• [Stated problem]
Report every line in the entries below that contains the word "front", copying each such line in full. Case counts.

-- start of Listing --

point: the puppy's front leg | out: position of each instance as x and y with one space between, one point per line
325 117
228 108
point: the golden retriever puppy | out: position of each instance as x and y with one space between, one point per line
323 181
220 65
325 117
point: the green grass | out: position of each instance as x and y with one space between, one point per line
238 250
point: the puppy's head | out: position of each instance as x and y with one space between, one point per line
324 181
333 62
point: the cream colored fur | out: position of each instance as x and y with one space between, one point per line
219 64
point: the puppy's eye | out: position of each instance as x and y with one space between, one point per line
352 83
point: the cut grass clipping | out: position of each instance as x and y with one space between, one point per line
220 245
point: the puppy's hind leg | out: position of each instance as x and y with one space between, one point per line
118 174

-- end of Listing --
-- start of Listing --

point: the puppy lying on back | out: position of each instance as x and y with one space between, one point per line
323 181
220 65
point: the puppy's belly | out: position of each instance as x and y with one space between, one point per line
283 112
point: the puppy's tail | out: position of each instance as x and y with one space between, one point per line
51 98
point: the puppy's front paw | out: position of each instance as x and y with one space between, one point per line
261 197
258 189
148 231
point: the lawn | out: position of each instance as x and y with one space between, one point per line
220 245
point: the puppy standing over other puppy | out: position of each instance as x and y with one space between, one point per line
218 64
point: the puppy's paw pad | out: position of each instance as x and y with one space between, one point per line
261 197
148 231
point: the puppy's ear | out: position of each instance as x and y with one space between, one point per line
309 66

-- end of Listing --

• [Result of the task]
point: the puppy's front leg | out: position of each instance as x and y with one space between, one point per line
point: the puppy's front paw | out: position of each instance as x and y with one space between, one point per line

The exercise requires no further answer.